--- START ---
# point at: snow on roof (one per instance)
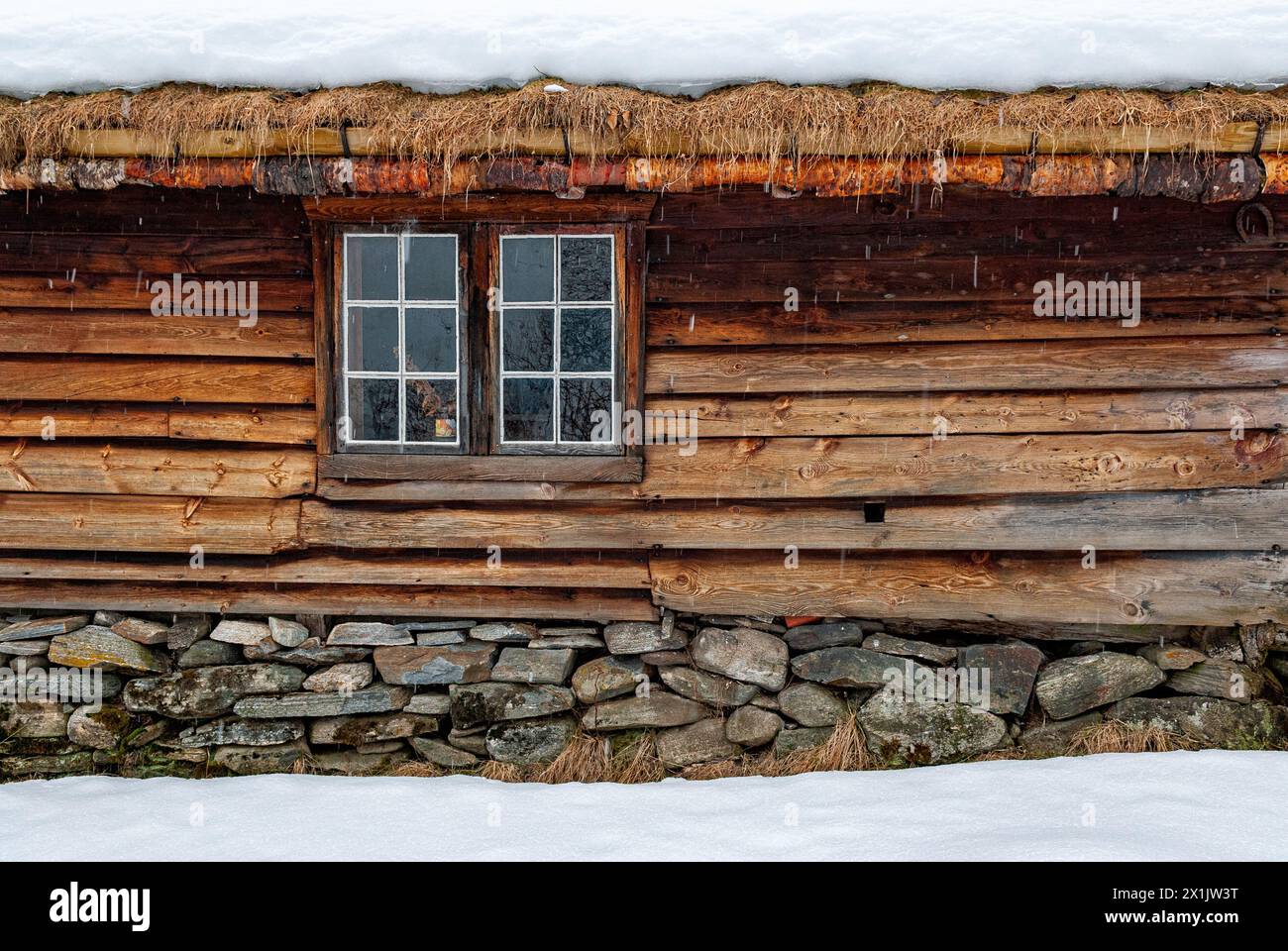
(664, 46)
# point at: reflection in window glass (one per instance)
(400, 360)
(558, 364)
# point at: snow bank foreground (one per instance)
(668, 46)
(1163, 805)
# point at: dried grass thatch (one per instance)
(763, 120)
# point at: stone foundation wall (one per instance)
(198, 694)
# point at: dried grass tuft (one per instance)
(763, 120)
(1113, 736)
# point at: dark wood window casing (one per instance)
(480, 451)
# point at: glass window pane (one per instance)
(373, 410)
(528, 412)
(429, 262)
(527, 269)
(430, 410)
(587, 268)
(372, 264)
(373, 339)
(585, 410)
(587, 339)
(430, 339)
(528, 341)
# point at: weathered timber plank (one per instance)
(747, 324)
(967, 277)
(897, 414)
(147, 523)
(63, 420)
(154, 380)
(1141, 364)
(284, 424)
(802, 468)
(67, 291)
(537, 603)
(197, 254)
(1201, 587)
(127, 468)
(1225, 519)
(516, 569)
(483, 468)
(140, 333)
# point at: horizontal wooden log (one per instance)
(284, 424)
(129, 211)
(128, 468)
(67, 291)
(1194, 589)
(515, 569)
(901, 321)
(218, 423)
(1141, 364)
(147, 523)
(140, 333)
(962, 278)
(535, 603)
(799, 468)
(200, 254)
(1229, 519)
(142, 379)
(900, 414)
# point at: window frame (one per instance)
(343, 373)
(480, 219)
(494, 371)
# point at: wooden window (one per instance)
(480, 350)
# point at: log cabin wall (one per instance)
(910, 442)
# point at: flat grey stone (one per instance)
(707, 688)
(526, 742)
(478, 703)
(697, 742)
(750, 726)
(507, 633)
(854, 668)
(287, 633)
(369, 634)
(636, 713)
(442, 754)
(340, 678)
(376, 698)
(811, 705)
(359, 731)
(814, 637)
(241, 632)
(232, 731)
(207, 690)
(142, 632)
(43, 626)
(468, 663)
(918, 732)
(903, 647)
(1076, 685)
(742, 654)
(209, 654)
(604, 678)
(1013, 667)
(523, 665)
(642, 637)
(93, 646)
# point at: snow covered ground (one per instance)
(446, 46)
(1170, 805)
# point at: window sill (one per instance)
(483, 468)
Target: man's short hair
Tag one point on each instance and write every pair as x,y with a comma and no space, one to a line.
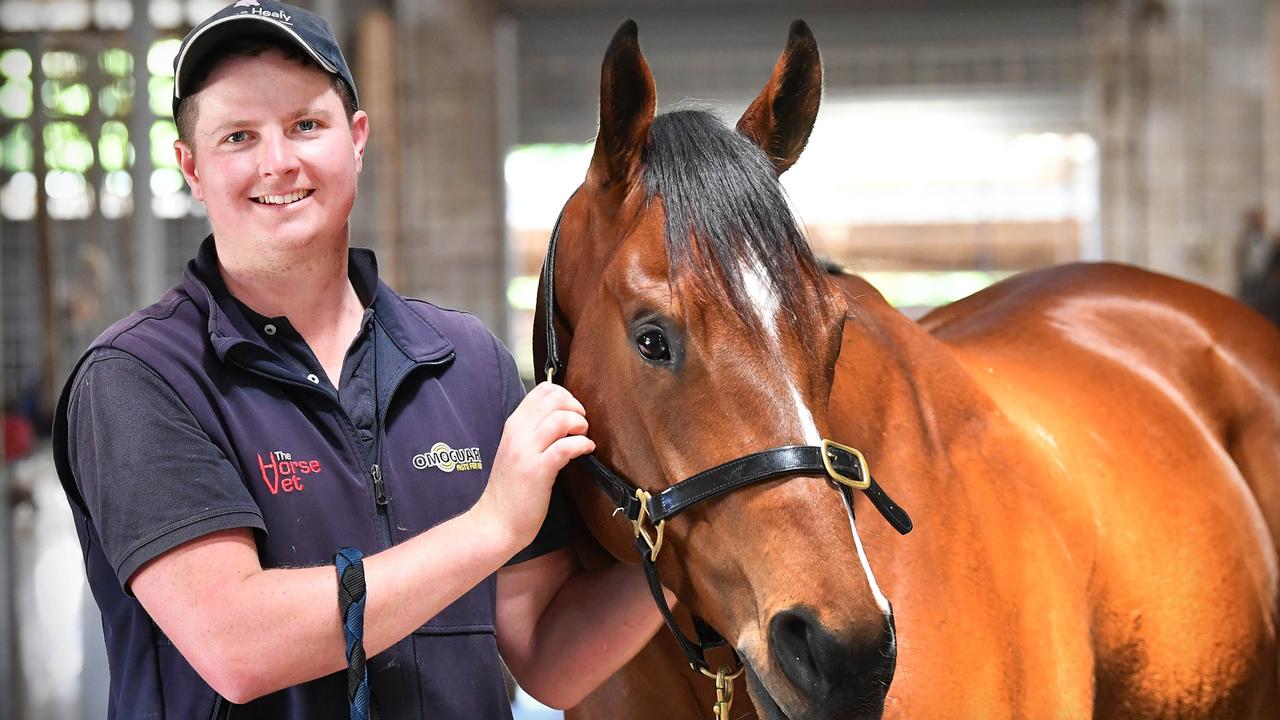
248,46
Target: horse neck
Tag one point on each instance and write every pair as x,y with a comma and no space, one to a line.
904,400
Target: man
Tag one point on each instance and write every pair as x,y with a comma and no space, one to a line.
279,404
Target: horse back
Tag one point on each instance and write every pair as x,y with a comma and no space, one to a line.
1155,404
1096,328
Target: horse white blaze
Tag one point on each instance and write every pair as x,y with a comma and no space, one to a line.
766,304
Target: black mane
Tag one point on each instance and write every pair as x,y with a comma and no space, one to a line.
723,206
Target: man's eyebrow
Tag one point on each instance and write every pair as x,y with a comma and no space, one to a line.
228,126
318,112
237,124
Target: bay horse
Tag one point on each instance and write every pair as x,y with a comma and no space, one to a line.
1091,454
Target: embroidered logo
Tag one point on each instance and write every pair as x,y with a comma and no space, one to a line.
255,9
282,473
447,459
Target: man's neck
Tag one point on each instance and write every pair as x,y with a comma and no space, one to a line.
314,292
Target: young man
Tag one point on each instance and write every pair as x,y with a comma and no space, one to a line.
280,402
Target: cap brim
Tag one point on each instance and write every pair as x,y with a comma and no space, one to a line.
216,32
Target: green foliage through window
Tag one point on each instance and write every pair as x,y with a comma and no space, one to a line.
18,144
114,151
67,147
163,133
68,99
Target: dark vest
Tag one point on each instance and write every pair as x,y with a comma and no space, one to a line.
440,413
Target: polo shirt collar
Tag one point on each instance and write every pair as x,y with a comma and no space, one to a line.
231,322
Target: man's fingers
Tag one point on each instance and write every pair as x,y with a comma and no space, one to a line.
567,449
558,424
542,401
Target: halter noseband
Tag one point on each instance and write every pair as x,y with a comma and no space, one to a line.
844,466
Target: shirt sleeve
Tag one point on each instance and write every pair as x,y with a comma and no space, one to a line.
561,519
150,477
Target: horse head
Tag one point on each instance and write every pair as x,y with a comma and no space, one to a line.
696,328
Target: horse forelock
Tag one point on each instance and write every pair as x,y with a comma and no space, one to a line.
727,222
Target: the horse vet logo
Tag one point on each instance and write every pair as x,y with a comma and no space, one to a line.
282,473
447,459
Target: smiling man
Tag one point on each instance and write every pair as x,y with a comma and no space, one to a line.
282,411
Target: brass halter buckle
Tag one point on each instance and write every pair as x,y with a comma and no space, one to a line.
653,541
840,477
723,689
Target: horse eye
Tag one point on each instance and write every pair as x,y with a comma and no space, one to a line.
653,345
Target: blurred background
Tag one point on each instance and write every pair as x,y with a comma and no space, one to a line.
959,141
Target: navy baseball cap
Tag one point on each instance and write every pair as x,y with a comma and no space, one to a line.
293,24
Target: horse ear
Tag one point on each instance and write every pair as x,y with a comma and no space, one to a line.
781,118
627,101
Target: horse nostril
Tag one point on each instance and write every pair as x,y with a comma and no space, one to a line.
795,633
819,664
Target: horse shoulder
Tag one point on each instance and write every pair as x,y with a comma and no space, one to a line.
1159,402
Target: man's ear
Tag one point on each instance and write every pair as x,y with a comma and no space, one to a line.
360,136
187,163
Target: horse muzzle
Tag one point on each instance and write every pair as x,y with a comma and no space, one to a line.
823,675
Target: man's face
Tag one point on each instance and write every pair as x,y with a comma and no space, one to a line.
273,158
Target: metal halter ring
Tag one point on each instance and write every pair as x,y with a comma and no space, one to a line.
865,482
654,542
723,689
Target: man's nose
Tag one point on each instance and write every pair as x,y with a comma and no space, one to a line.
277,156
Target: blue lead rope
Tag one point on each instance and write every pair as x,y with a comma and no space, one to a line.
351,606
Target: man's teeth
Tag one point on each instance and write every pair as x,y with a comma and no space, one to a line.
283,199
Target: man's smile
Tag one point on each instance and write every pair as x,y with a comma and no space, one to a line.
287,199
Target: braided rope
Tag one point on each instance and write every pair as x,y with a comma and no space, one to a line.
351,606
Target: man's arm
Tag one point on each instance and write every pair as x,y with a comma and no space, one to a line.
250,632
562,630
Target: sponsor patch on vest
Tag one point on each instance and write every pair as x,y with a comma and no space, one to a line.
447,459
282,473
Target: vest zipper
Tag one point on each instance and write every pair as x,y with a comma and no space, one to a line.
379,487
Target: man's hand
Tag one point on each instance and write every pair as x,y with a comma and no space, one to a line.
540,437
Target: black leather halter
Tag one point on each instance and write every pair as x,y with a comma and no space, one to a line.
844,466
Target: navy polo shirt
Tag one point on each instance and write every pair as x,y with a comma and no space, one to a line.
--- END ---
WRITTEN PROBLEM =>
Exactly reproduce the entries above, minus the pictures.

CORRECT RESULT =>
# point at: snow on roof (one per instance)
(664, 46)
# point at: reflection in window glass (one per instance)
(400, 360)
(558, 364)
# point at: snow bank foreground (one per instance)
(668, 46)
(1163, 805)
# point at: dried grass thatch (one per instance)
(763, 120)
# point at: stone foundation wall (one per instance)
(198, 694)
# point at: dried grass tuft (one per instance)
(763, 120)
(1113, 736)
# point at: dark wood window casing (one per instance)
(480, 451)
# point at: glass window pane (one per instance)
(373, 410)
(528, 412)
(429, 262)
(527, 269)
(430, 410)
(587, 268)
(372, 264)
(373, 339)
(585, 410)
(587, 339)
(430, 339)
(528, 341)
# point at: weathered timber plank (one per instance)
(747, 324)
(967, 277)
(897, 414)
(147, 523)
(63, 420)
(154, 380)
(1141, 364)
(284, 424)
(802, 468)
(67, 291)
(537, 603)
(197, 254)
(1201, 587)
(127, 468)
(1225, 519)
(516, 569)
(483, 468)
(140, 333)
# point at: horizontal wooden log (one per instance)
(284, 424)
(129, 211)
(128, 468)
(67, 291)
(1194, 589)
(515, 569)
(901, 321)
(218, 423)
(1141, 364)
(147, 523)
(140, 333)
(962, 278)
(535, 603)
(799, 468)
(200, 254)
(1229, 519)
(142, 379)
(900, 414)
# point at: window frame (one per instance)
(343, 373)
(480, 219)
(494, 371)
# point at: wooden window (one per instance)
(480, 350)
# point at: log cabin wall (one per instance)
(910, 442)
# point at: flat grey stone (one per instance)
(707, 688)
(526, 742)
(478, 703)
(697, 742)
(750, 726)
(507, 633)
(854, 668)
(287, 633)
(369, 634)
(636, 713)
(442, 754)
(340, 678)
(376, 698)
(811, 705)
(359, 731)
(814, 637)
(241, 632)
(232, 731)
(207, 690)
(142, 632)
(43, 626)
(468, 663)
(918, 732)
(903, 647)
(1076, 685)
(742, 654)
(209, 654)
(604, 678)
(1013, 667)
(523, 665)
(642, 637)
(93, 646)
# point at: snow covered ground (one per instance)
(446, 46)
(1170, 805)
# point at: window sill (one per instance)
(483, 468)
Target: man's short hair
Tag one point on each instance and write every pair as x,y with a comma and no space, one to a line.
248,46
Target: horse neck
Tag one point on each instance and write every pair as x,y with a comma and no space, one to a line.
904,400
Target: man
Tag one point on each instance and write every pair as x,y with a comma and no space, one to a line.
279,404
Target: horse back
Tag one point on each instance and write every pair as x,y with a comma and no space, one to a line.
1155,404
1096,328
Target: horse white blaze
Tag one point on each instance and write every pair as x,y with a comma and no space, one to a line.
766,304
Target: black mane
Tag one point on each instance and write every pair as x,y with a comma and no space, one to a line.
723,206
Target: man's eyebrow
Tag one point on each instance and write every pair as x,y with a comma and no space, one to a line.
228,126
318,112
237,124
Target: bay horse
Tag one point on each instance and write every pair as x,y with a comma and no space, one to a line.
1091,454
Target: embroidered logo
Tag one point on each instance and write every pair as x,y with a comma and no space, one to a line.
255,9
282,473
447,459
Target: man's neck
Tag one point on each instance and write every pair as x,y with a comma and no space, one to a line.
314,292
Target: young man
Tag one point on each instance and write every pair as x,y with a comma and no space, one to a line.
280,402
Target: cap brim
Tag one point on each instance and write every pair as x,y with a comma and no space, one to a line.
216,32
Target: green foliage through window
Tag one point on each instance and write every pair as x,y with a comma and no space, one to a line.
18,144
114,151
67,147
163,133
68,99
Target: dark vest
Tag one point on each instance and write every pair as x,y with a comma and no space, one to a line.
440,413
Target: polo shirt collar
Tag one point on each instance and write every pair as x,y with a comma and no space, one to a line.
231,322
Target: man's fingers
Tag one point on each instance and write every pair as x,y with a comma and no space, one to a line.
567,449
558,424
542,401
Target: halter noseband
Tag one point on each instance and write every pair as x,y with a comma and no space, one to a line.
844,466
Target: shirt sleeve
Tag one point on each instance and write every pair as x,y with a comma and no space, one to a line.
561,519
150,477
Target: horse head
Tag one point on each instance and write every pair as x,y with a comma and no space, one to a line.
696,328
Target: horse forelock
Tag one point on each instance and write every pair as x,y with a comma and no space, one to a line.
727,222
Target: the horse vet logo
Tag one point on each instance and write every pair as x,y with a comma and no space, one to a line.
282,473
447,459
Target: smiling man
Tag one point on each instance and write every pair as x,y with a comma and no space, one to a line.
282,411
Target: brass halter buckle
Tag one point on each instance and write every pair as x,y with a comma and no space, one to a line.
653,541
840,477
723,689
Target: horse eye
Tag one point on each instance and write every pair as x,y with a comma and no space, one to a line.
653,345
Target: blurred background
Tag one point on each instance and write every pair as x,y with a comma and no space, one to a line.
959,141
Target: navy baseball cap
Tag one point on each instance and write every pair as x,y with a comma and no space, one to a line.
293,24
Target: horse ear
Tag one point on each instance and write every pair as x,y with a comma and no space, one to a line.
781,118
627,101
Target: horse nostril
Tag one point on each instance and write every pair as x,y with a comma and no space, one to a line.
795,633
819,664
Target: horse shoulder
Tag one point on each instance and write every pair as x,y with a comma and no space, one to a line.
1159,402
Target: man's ear
Tag one point on each instance and write every pair as x,y with a comma and no space, one to a line.
360,136
187,163
Target: horse muzzle
Tag one point on each instance and write every pair as x,y with a comma and no space, one to a line.
823,675
Target: man's face
Tag one point on each instance and write every pair as x,y with a comma and no space, one to a line.
273,158
Target: metal halter ring
Tag one point on each instance and write every pair as x,y with a comma and no space, one to a line.
865,482
654,542
723,689
Target: man's nose
Tag one point on each instance and write every pair as x,y with a comma and no space, one to a line.
277,156
Target: blue lead rope
Tag one point on each instance and write every pair as x,y with a comma and no space, one to a line.
351,606
Target: man's teeth
Tag one point on each instance and write every pair as x,y with a comma and no space, one to a line.
283,199
Target: man's smile
Tag one point on each instance and write every pair as x,y with a comma and no space, one to a line.
287,199
Target: braided rope
Tag one point on each instance and write every pair as x,y with a comma and no space, one to a line.
351,606
Target: man's arm
Tag one point on each instance and write every pair as x,y with a comma and no space, one to a line.
250,632
562,630
Target: sponsor patch on vest
Tag one point on each instance and write every pair as x,y with a comma and no space, one to a line.
447,459
282,473
Target: vest zipper
Tag one point on each instance and write every pair as x,y with a comma and no space, one to a line.
379,487
Target: man's hand
Tag one point on each instance and write every pair as x,y with a comma and no space, one to a line.
540,437
Target: black leather halter
Tag one point on each instance and write every pair as x,y with a comma and no space, one to a line.
844,466
Target: navy polo shirt
Tag one point on each instance and write every pair as x,y with a comma and no space, one to a line.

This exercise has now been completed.